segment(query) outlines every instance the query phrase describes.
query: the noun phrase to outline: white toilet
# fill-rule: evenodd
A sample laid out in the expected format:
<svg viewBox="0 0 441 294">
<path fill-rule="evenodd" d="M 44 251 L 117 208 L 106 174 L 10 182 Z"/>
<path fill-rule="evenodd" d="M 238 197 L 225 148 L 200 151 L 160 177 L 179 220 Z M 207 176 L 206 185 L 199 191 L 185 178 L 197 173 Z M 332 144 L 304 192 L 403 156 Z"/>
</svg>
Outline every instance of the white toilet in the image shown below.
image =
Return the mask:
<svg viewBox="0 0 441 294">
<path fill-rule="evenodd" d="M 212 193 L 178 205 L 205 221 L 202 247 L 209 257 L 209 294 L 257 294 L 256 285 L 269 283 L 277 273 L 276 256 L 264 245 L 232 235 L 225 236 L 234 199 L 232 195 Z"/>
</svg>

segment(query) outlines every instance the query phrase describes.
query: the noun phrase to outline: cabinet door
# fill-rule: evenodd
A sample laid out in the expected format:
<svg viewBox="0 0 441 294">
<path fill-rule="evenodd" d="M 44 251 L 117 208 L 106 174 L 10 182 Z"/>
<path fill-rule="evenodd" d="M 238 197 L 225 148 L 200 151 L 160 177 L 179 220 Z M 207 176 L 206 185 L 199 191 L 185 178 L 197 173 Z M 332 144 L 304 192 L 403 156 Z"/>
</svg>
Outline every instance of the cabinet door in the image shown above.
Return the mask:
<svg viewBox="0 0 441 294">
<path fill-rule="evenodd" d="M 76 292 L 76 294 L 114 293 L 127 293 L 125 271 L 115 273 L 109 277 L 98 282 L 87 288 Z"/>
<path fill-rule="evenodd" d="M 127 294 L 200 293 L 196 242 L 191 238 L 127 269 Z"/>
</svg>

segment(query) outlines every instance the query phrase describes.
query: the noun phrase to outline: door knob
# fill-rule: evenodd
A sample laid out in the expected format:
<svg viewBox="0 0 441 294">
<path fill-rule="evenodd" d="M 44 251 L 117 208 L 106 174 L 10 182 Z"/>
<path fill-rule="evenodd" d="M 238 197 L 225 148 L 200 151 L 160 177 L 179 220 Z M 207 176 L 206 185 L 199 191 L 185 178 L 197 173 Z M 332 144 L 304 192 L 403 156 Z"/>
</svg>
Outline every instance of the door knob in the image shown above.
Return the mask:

++++++++++++++++++++

**TASK BRIEF:** Tally the lines in the records above that contain the word "noun" and give only the count.

**OUTPUT FOR THIS EXERCISE:** 3